### Work to do
Can you show, copied in full, every line in the rows below that contains the word "table"?

### Supplied records

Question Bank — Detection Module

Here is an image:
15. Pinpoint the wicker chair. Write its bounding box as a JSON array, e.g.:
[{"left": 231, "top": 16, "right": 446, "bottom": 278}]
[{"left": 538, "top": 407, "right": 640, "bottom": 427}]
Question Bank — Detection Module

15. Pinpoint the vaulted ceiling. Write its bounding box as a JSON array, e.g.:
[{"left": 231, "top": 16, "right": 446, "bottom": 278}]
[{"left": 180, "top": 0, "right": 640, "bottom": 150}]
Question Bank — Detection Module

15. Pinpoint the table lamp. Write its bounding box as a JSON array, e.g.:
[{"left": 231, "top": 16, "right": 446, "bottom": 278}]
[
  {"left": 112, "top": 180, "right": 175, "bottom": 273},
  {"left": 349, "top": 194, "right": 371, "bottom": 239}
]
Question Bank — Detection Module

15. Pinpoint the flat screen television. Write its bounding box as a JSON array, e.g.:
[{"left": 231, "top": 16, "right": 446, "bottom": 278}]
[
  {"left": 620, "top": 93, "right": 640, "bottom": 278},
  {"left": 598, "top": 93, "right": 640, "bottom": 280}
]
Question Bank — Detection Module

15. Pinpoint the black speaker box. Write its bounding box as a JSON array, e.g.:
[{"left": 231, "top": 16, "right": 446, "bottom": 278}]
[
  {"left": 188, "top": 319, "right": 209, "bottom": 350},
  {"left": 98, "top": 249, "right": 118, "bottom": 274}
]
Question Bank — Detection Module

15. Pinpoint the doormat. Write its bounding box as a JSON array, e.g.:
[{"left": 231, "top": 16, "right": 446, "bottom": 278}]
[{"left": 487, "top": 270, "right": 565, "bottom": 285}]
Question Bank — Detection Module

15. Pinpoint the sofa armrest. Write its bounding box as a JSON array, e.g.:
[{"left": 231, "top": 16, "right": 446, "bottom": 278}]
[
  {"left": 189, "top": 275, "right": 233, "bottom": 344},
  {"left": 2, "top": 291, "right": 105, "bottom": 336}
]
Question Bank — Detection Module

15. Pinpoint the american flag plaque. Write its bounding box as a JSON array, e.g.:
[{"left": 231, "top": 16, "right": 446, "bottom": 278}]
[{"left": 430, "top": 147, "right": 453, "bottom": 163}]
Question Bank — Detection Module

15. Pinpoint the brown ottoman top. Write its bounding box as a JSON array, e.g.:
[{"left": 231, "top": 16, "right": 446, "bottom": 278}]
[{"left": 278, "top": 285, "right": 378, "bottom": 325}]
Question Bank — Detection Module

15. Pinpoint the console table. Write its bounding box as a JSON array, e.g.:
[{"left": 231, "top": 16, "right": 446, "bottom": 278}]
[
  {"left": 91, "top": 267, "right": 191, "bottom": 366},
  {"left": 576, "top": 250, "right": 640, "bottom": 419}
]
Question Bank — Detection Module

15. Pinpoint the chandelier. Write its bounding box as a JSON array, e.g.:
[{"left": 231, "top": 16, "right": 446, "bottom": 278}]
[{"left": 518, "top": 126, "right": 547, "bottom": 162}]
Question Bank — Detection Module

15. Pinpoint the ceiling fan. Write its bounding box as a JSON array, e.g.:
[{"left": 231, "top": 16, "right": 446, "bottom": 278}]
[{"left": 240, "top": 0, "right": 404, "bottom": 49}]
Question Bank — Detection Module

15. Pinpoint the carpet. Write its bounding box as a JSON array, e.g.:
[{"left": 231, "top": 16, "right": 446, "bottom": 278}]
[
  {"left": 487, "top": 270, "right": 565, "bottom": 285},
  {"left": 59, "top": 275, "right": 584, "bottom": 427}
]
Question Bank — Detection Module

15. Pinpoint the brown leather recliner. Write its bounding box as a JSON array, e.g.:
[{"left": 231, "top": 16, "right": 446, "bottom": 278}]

### Task result
15. Pinpoint the table lamp. Write its bounding box as a JSON array, e.g.:
15. Pinpoint the console table. Write its bounding box as a JSON array, e.g.:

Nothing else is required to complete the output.